Copy out, without any changes, the lines of the listing below, starting at the line containing "Please put a marker on the man's" and continuing through the end of the listing.

━━━━━━

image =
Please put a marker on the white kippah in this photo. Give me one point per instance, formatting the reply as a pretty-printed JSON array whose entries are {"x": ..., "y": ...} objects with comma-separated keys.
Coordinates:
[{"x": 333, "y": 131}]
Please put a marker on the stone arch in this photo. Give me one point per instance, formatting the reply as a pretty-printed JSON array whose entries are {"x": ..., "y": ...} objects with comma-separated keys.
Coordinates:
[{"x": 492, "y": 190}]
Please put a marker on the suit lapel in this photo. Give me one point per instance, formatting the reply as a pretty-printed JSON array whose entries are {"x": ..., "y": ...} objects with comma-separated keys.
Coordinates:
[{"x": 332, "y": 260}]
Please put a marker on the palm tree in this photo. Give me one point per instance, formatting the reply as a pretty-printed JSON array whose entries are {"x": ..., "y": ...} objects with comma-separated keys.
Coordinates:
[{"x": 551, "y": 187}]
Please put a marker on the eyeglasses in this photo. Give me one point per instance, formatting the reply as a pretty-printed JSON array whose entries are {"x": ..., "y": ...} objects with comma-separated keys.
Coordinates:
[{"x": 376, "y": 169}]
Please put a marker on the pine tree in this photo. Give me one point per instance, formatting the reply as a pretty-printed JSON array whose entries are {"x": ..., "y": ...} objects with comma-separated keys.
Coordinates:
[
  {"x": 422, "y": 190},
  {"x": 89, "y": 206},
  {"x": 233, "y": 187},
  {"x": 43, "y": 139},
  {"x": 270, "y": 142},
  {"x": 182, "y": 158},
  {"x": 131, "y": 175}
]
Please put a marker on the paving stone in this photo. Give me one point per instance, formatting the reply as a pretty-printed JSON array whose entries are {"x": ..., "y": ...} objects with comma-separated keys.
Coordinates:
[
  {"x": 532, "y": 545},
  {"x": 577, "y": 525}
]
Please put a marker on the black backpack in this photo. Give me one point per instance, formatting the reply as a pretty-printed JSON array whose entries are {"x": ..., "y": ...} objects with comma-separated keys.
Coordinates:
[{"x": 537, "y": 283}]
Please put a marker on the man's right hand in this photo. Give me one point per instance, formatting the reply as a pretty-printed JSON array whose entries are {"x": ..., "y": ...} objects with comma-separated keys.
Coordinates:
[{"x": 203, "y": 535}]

━━━━━━

**Result:**
Please put a marker on the man's right hand in this photo. Give me one point per instance, formatting the reply as a pretty-printed JSON array whose entries are {"x": ..., "y": ...} objects with comma-separated keys.
Coordinates:
[{"x": 203, "y": 535}]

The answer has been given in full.